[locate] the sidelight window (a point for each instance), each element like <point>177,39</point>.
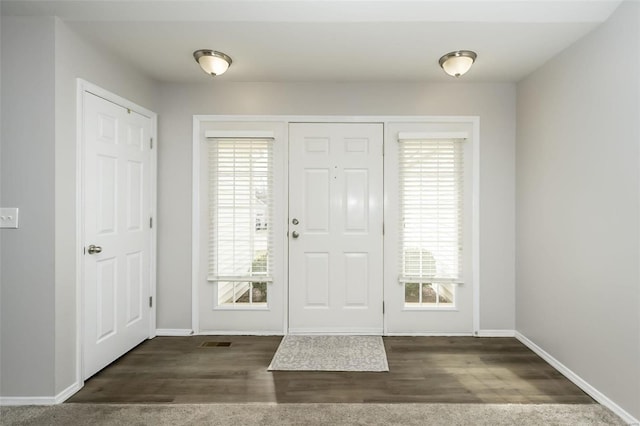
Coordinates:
<point>431,198</point>
<point>240,220</point>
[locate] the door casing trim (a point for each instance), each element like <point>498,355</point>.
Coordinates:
<point>288,119</point>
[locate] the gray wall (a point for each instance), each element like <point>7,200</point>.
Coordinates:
<point>494,103</point>
<point>578,195</point>
<point>27,179</point>
<point>38,175</point>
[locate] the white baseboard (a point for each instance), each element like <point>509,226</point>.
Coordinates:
<point>239,333</point>
<point>496,333</point>
<point>174,332</point>
<point>41,400</point>
<point>28,400</point>
<point>68,392</point>
<point>578,381</point>
<point>428,334</point>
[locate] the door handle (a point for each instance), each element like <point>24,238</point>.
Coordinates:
<point>94,249</point>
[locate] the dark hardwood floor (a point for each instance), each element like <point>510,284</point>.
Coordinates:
<point>422,369</point>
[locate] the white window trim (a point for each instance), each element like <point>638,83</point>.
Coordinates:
<point>474,121</point>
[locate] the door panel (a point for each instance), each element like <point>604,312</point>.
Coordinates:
<point>117,207</point>
<point>335,194</point>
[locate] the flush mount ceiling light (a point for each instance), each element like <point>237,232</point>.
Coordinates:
<point>457,63</point>
<point>212,62</point>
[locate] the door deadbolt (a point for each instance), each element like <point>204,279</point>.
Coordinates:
<point>94,249</point>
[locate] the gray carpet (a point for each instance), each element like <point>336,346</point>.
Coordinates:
<point>330,353</point>
<point>309,414</point>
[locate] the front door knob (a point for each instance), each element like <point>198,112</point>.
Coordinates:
<point>94,249</point>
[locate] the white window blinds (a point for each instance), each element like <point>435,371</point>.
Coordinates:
<point>240,209</point>
<point>431,186</point>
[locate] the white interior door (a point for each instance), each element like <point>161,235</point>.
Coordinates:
<point>117,235</point>
<point>335,228</point>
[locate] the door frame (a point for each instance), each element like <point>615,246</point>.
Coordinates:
<point>83,86</point>
<point>474,121</point>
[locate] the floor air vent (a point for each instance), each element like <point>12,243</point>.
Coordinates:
<point>215,344</point>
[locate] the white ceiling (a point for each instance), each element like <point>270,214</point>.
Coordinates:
<point>328,40</point>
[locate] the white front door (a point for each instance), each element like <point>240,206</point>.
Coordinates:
<point>336,228</point>
<point>117,180</point>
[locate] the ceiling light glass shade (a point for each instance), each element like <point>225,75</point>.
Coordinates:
<point>457,63</point>
<point>212,62</point>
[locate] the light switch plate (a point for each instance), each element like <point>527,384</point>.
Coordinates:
<point>9,217</point>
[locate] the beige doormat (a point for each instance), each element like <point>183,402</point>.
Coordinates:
<point>330,353</point>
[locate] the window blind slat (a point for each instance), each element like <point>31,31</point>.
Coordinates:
<point>240,209</point>
<point>431,197</point>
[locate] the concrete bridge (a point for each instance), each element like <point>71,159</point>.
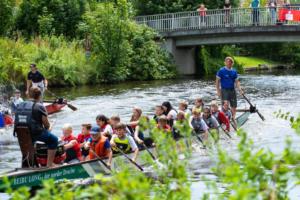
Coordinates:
<point>182,32</point>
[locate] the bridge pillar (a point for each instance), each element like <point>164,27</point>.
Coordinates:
<point>184,57</point>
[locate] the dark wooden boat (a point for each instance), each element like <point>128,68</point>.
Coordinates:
<point>88,169</point>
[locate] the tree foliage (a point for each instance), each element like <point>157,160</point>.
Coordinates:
<point>50,16</point>
<point>6,16</point>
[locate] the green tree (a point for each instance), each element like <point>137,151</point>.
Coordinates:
<point>63,15</point>
<point>6,16</point>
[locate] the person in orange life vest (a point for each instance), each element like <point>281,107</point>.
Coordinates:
<point>226,109</point>
<point>159,111</point>
<point>100,146</point>
<point>84,140</point>
<point>71,145</point>
<point>136,115</point>
<point>105,128</point>
<point>198,104</point>
<point>8,120</point>
<point>124,141</point>
<point>219,115</point>
<point>183,106</point>
<point>163,124</point>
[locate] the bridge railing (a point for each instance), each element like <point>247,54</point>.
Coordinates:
<point>239,17</point>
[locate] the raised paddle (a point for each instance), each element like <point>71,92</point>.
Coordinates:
<point>69,105</point>
<point>104,163</point>
<point>253,108</point>
<point>126,156</point>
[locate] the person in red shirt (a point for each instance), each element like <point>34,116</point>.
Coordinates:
<point>219,115</point>
<point>163,124</point>
<point>84,140</point>
<point>100,146</point>
<point>71,146</point>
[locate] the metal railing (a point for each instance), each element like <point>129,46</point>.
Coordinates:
<point>240,17</point>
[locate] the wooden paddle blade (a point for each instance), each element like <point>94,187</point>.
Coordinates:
<point>72,107</point>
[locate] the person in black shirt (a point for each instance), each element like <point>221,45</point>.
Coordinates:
<point>36,79</point>
<point>40,126</point>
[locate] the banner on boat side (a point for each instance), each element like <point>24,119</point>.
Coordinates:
<point>289,15</point>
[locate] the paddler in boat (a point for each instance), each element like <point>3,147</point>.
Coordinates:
<point>226,109</point>
<point>71,145</point>
<point>198,124</point>
<point>159,111</point>
<point>210,120</point>
<point>183,106</point>
<point>226,82</point>
<point>220,116</point>
<point>84,139</point>
<point>163,124</point>
<point>123,141</point>
<point>134,121</point>
<point>100,146</point>
<point>170,112</point>
<point>199,105</point>
<point>36,79</point>
<point>105,128</point>
<point>39,124</point>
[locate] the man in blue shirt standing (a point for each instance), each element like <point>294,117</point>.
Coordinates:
<point>227,78</point>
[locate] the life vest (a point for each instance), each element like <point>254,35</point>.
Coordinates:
<point>123,144</point>
<point>24,114</point>
<point>74,152</point>
<point>227,113</point>
<point>98,148</point>
<point>209,122</point>
<point>197,125</point>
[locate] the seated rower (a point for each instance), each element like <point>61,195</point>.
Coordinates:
<point>178,123</point>
<point>220,116</point>
<point>159,111</point>
<point>199,105</point>
<point>37,121</point>
<point>170,112</point>
<point>198,124</point>
<point>105,128</point>
<point>71,146</point>
<point>163,124</point>
<point>226,109</point>
<point>183,106</point>
<point>136,115</point>
<point>210,120</point>
<point>100,146</point>
<point>123,141</point>
<point>84,139</point>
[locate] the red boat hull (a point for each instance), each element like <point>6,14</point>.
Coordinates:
<point>54,107</point>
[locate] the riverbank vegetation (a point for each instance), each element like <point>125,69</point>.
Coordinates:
<point>250,173</point>
<point>79,42</point>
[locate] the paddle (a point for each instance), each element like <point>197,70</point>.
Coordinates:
<point>104,163</point>
<point>69,105</point>
<point>126,156</point>
<point>253,108</point>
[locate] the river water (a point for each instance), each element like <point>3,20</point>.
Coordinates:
<point>269,91</point>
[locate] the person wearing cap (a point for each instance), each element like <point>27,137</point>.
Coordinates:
<point>84,139</point>
<point>15,101</point>
<point>226,83</point>
<point>123,141</point>
<point>71,146</point>
<point>100,146</point>
<point>197,124</point>
<point>36,79</point>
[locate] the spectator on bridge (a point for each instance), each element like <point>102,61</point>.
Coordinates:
<point>255,12</point>
<point>202,13</point>
<point>272,4</point>
<point>227,9</point>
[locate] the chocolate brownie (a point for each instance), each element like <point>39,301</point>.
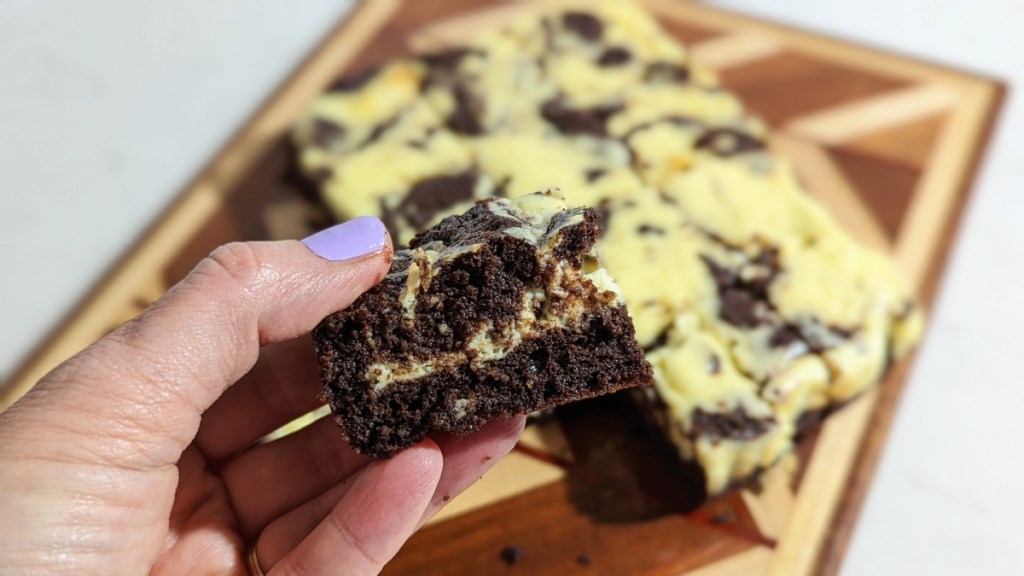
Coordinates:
<point>501,311</point>
<point>755,307</point>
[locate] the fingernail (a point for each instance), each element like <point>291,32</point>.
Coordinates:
<point>349,240</point>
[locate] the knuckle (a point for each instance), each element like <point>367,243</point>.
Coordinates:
<point>353,539</point>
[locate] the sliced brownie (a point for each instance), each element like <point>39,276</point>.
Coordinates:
<point>501,311</point>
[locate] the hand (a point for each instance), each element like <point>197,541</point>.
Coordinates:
<point>137,456</point>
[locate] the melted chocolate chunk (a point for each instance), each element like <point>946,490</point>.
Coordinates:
<point>739,309</point>
<point>586,26</point>
<point>667,72</point>
<point>441,67</point>
<point>579,121</point>
<point>465,119</point>
<point>723,277</point>
<point>429,197</point>
<point>740,296</point>
<point>729,425</point>
<point>446,60</point>
<point>353,82</point>
<point>615,55</point>
<point>379,130</point>
<point>327,132</point>
<point>784,335</point>
<point>511,554</point>
<point>648,230</point>
<point>727,141</point>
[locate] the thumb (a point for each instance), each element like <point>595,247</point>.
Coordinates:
<point>142,388</point>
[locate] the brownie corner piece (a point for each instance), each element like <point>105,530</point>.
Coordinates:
<point>501,311</point>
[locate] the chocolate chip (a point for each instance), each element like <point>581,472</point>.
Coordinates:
<point>321,175</point>
<point>378,131</point>
<point>727,141</point>
<point>667,72</point>
<point>735,424</point>
<point>578,121</point>
<point>502,188</point>
<point>845,333</point>
<point>465,118</point>
<point>511,554</point>
<point>723,518</point>
<point>327,132</point>
<point>615,55</point>
<point>585,25</point>
<point>353,82</point>
<point>429,197</point>
<point>784,335</point>
<point>659,341</point>
<point>739,309</point>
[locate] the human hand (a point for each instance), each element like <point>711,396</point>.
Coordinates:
<point>136,456</point>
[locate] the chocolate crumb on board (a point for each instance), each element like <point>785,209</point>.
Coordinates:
<point>511,554</point>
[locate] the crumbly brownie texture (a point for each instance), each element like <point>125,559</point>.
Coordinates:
<point>498,312</point>
<point>755,307</point>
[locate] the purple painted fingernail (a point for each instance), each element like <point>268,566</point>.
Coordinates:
<point>349,240</point>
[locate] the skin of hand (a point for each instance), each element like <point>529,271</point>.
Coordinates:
<point>138,454</point>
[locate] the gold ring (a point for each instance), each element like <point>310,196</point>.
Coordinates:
<point>252,561</point>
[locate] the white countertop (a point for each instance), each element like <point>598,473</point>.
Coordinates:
<point>105,114</point>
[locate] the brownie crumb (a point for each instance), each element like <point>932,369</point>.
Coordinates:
<point>511,554</point>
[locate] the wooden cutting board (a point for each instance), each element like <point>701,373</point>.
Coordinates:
<point>888,144</point>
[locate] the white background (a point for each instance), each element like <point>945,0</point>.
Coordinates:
<point>109,107</point>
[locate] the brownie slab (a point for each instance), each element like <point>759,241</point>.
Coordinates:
<point>756,310</point>
<point>501,311</point>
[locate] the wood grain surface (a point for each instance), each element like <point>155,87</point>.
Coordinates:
<point>889,145</point>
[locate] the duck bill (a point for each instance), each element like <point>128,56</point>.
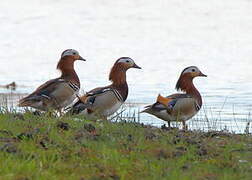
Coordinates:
<point>203,75</point>
<point>136,66</point>
<point>81,58</point>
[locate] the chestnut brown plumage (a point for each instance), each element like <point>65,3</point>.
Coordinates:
<point>179,107</point>
<point>104,101</point>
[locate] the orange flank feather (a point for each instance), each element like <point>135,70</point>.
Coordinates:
<point>163,100</point>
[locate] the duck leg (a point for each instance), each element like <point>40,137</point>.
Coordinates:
<point>169,124</point>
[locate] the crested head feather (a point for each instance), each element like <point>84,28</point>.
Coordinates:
<point>117,74</point>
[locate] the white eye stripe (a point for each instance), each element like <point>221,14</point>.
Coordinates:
<point>70,52</point>
<point>191,69</point>
<point>126,60</point>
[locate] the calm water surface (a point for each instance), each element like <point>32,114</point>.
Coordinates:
<point>163,37</point>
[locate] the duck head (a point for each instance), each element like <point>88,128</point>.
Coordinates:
<point>118,72</point>
<point>126,63</point>
<point>68,57</point>
<point>187,76</point>
<point>73,54</point>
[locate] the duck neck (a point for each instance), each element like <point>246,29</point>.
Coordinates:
<point>118,77</point>
<point>186,85</point>
<point>66,66</point>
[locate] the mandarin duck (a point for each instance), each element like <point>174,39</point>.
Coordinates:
<point>104,101</point>
<point>180,106</point>
<point>60,92</point>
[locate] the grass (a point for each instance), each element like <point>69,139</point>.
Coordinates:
<point>43,147</point>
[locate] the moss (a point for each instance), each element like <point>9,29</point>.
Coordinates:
<point>44,147</point>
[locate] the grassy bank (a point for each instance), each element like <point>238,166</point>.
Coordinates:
<point>41,147</point>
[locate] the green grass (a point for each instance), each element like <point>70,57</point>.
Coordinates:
<point>42,147</point>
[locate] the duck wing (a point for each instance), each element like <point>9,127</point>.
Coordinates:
<point>101,98</point>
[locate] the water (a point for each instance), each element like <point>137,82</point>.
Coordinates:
<point>163,37</point>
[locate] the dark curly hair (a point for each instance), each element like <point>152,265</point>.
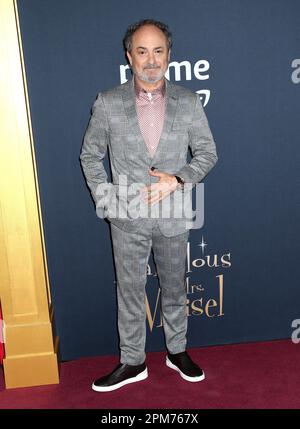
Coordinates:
<point>127,41</point>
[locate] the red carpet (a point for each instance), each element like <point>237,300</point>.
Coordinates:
<point>254,375</point>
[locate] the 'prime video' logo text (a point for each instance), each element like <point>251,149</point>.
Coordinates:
<point>181,71</point>
<point>295,76</point>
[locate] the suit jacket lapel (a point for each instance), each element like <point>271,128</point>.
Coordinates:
<point>170,112</point>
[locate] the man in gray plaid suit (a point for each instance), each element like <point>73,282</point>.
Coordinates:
<point>148,125</point>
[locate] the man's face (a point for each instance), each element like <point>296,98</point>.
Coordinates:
<point>149,56</point>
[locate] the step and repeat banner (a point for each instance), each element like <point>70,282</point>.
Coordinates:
<point>243,59</point>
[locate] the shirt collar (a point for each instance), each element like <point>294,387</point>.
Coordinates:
<point>140,91</point>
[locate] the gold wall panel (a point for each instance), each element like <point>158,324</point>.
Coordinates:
<point>30,355</point>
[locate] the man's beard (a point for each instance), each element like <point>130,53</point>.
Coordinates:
<point>145,78</point>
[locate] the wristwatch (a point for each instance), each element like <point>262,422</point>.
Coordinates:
<point>180,181</point>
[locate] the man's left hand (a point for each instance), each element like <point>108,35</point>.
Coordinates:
<point>158,191</point>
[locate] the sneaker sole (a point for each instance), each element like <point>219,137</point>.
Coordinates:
<point>185,377</point>
<point>142,376</point>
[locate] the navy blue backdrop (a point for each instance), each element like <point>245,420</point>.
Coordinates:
<point>242,282</point>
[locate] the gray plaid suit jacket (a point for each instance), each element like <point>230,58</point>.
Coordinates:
<point>114,125</point>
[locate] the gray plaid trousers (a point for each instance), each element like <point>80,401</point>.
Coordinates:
<point>131,254</point>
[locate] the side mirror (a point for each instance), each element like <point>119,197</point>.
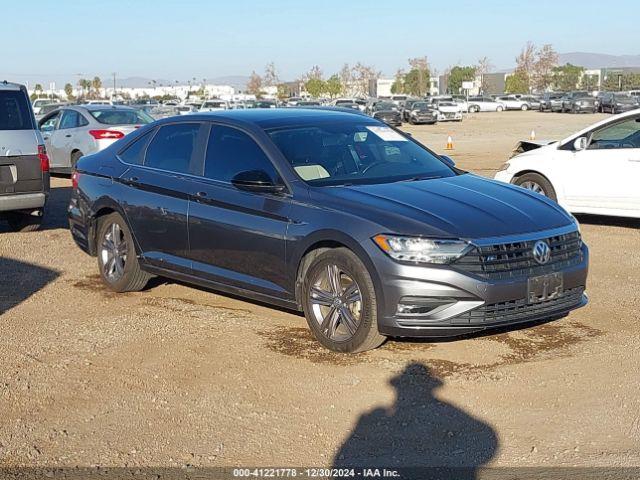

━━━━━━━━━━━━━━━━━━━━━━━━━━━━━━

* **Request**:
Rewrite everything in the data from the line containing "[locate] the window" down to the line containing "<point>88,169</point>", both included, as a numbered list. Skip blank lines and leave the pictures out.

* **Complete output**:
1. [locate] the window blind slat (a point for each instance), each element like <point>31,31</point>.
2. Coordinates:
3. <point>240,209</point>
4. <point>431,197</point>
5. [locate] the concrete bridge (a point for each instance), each element like <point>71,159</point>.
6. Coordinates:
7. <point>182,32</point>
8. [locate] the bridge pillar (a point for each instance), each element like <point>164,27</point>.
9. Coordinates:
10. <point>184,57</point>
11. [locate] the dark wooden boat (a point for each instance), each element like <point>128,68</point>.
12. Coordinates:
13. <point>88,169</point>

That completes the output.